[Dataset entries]
——

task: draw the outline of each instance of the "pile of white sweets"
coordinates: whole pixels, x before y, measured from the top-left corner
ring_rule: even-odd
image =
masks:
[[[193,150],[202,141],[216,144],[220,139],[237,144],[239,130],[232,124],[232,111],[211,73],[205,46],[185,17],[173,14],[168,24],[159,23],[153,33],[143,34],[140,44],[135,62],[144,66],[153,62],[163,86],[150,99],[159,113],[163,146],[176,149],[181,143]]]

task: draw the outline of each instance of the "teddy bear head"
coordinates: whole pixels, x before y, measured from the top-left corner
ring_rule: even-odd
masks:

——

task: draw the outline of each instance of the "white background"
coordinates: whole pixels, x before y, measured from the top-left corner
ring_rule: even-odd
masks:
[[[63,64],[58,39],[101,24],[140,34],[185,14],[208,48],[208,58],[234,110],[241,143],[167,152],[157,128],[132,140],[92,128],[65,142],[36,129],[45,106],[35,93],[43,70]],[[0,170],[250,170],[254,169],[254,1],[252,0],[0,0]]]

——

What needs to be done ▸
Show every line in the rows above that contains the word "outline".

Written solution ▸
task: draw the outline of each instance of the "pile of white sweets"
task: draw the outline of each instance of the "teddy bear head"
task: draw the outline of each instance of the "white background"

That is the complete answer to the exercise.